--- Selected excerpt ---

Electric motors help to turn electrical energy into mechanical energy in a huge range of the world’s machines — from cars, industrial robots and escalators, to home appliances, such as refrigerators and vacuum cleaners. As a result, these devices consume more than 50% of the world’s electricity.
Electricity demand is also set to surge with the rise of electric vehicles — and also the need for more industrial cooling linked to climate change — says Kan Akatsu, a motor and generator expert from Yokohama National University in Japan.
The Institute of Electrical Engineers of Japan-Industry Applications Society (IEEJ-IAS) is now actively working towards curbing emissions linked to electrification by uniting experts from Japan’s huge manufacturing and electronics industries, and academia (see box).
The society’s working groups, conferences, and solutions-focused journal, all support sustainable innovation, says Akatsu, a member of the IEEJ-IAS Technical Committee on Rotating Machines. These innovations include “advanced motor-related technologies that contribute to the rapid dissemination of energy-saving products worldwide,” he adds.
Cool innovations
One example of the kind of impact the IEEJ-IAS has been able to foster is the spread of air conditioner inverters, which optimize electric motor speeds by controlling power input.
Most electricity use in air conditioners occurs when their electric motors turn on and off. In the year 2000, researchers from Daikin — one of the world’s largest air conditioner manufacturers, based in Osaka, Japan — presented their findings at an IEEJ conference on a method to reduce air conditioner reliance on this on-off process using inverters.

--- Stored rows ---

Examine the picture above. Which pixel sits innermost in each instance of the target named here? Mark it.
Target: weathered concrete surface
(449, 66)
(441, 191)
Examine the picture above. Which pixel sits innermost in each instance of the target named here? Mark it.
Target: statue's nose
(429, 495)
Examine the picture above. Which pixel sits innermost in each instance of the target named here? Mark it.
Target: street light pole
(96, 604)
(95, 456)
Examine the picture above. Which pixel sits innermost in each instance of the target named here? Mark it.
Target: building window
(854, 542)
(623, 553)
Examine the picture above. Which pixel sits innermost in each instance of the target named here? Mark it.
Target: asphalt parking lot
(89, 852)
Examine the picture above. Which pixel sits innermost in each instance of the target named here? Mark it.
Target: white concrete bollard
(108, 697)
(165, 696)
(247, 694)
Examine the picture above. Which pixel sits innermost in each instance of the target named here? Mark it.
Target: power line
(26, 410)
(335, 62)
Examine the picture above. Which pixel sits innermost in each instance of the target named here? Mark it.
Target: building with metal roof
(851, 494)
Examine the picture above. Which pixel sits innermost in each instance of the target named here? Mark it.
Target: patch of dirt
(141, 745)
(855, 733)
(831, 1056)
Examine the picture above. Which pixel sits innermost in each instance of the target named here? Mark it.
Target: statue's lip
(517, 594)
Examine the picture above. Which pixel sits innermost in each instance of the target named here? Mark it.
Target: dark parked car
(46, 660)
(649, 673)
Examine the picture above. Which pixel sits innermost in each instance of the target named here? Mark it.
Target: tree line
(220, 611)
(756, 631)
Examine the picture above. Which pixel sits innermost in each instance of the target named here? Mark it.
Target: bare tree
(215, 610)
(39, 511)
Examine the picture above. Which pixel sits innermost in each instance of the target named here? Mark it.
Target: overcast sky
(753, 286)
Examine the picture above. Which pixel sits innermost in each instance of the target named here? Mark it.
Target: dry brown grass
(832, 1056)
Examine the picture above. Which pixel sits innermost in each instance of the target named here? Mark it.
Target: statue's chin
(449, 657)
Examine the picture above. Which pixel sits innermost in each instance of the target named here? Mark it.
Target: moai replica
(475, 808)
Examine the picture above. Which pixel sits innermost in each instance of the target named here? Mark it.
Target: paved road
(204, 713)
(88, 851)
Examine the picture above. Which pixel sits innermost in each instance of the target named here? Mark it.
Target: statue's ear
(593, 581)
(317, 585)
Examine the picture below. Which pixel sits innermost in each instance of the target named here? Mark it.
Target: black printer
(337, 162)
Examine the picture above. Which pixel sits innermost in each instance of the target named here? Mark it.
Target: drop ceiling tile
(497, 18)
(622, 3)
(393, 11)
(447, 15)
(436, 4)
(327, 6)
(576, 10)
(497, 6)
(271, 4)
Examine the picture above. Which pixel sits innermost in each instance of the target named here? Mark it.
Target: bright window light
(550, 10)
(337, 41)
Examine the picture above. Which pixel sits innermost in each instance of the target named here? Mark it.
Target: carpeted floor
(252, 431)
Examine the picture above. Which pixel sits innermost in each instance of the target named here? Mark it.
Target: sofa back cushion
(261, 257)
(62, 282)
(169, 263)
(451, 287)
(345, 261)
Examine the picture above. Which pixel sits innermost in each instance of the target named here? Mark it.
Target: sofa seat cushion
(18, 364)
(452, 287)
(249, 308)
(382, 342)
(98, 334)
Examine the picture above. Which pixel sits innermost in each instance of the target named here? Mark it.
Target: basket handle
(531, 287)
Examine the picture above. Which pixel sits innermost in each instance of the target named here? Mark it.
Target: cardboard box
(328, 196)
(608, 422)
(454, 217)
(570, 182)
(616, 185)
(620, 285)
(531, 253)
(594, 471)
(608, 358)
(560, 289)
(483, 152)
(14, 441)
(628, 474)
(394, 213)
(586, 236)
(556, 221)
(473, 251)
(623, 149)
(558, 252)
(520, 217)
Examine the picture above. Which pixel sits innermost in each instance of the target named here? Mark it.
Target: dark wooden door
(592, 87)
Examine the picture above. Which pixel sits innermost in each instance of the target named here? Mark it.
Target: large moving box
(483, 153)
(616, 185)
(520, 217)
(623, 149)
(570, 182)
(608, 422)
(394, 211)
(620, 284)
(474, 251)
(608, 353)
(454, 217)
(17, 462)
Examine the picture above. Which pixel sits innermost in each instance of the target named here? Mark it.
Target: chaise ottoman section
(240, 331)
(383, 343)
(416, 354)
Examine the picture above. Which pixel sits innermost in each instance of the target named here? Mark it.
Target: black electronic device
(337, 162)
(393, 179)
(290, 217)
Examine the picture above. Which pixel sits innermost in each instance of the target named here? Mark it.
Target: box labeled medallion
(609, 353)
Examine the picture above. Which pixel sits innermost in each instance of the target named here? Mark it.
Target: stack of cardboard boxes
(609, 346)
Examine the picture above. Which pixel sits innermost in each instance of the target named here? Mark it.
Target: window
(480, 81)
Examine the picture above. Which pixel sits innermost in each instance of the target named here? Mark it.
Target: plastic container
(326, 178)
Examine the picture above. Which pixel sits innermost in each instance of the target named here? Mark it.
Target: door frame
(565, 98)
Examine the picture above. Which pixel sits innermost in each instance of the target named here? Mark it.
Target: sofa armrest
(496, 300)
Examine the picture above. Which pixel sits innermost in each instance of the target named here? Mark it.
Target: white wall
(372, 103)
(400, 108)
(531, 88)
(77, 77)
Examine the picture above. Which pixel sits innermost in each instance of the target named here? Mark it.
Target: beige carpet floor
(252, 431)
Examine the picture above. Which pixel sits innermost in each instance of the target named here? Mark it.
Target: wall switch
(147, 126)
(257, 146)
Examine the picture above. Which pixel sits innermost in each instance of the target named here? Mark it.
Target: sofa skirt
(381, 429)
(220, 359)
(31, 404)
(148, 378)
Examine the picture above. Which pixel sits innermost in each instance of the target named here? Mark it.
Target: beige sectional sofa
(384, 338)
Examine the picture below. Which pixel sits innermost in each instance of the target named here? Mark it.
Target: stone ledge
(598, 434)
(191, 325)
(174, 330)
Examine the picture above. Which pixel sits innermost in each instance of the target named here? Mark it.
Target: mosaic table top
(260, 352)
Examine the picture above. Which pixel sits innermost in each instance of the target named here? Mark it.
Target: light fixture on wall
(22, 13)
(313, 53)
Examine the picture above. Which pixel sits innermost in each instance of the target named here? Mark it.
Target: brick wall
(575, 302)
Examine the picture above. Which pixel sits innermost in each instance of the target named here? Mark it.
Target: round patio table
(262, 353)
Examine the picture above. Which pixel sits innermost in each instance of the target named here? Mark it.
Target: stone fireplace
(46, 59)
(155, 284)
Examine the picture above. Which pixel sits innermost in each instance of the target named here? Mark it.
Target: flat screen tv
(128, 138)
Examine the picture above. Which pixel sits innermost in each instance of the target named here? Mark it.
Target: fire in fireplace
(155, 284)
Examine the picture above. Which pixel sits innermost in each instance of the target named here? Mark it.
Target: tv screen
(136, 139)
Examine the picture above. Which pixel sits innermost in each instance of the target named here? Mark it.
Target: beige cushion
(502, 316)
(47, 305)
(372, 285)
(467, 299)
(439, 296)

---

__Written instruction 1__: Name every specific machine that the passage on electric motors lists as an example of where motors are used.
__Written instruction 2__: Write the next part of the passage on electric motors, starting after its last sentence.
The items above play no role in this exercise.

__Written reply 1__: Cars, industrial robots, escalators, refrigerators, vacuum cleaners

__Written reply 2__:
Simpler circuits (bottom, at right) than existing circuits with separate inverters (bottom, at centre and left) enabled more efficient air conditioners (top). Credit: Yuruphoto/iStock/Getty (top); Daikin Industries, Ltd.(bottom)
Since then, Daikin has introduced inverters into some of their products. These save power by controlling electric motor operation to maintain a set temperature, rather than continually cooling.
Early inverters required large, expensive components such as electrolyte capacitors to smooth voltages, limiting adoption, explains Akatsu. At the IEEJ conference, Daikin proposed a simple circuit configuration that enabled the use of smaller, cheaper capacitors.
Using cheaper inverters and power-saving permanent-magnet synchronous motors, Daikin has produced air conditioners that use 30–40% less energy annually. By 2017, energy-efficient inverter driven models had 94–100% of the market share in Japan, Australia and Europe, Daikin researchers reported in the IEEJ-IAS’s journal, IEEJ Journal of Industrial Applications (JIA)1.
Another important advance highlighted in a 2023 JIA study has been in servo motor technologies2. Servo motors — found in power tools, industrial robots and many other electric devices — help rotate and push machinery parts with ultra-high-precision.
Yaskawa Electric, a leading manufacturer of electric parts, headquartered in Kitakyushu, Japan, have developed a process to control vibration-causing electricity load fluctuations in servo motors. This shortens the time needed for a servo motor-mounted part to settle from 125 milliseconds to 40 milliseconds2.
With demand for servo motors also surging as part of an increasing demand for high-performance electronics, “cutting even small idle times could lead to a significant power reduction for an entire factory,” says Hiroshi Fujimoto, a motion control expert from The University of Tokyo, who also works on the IEEJ-IAS’s Technical Committee on Precision Servo Systems.
Getting good mileage
The IEEJ-IAS and its journal also actively support efficiencies in the rapidly growing electric vehicle (EV) sector.
In 2021, for example, a silicon carbide device that improved the efficiency of the electric motors driving one of Japan’s bullet trains was detailed in a paper in JIA3. The silicon carbide device enabled the Central Japan Railway Company to halve the motor’s power conversion system size, reducing its weight by 20% and electricity use by 6%.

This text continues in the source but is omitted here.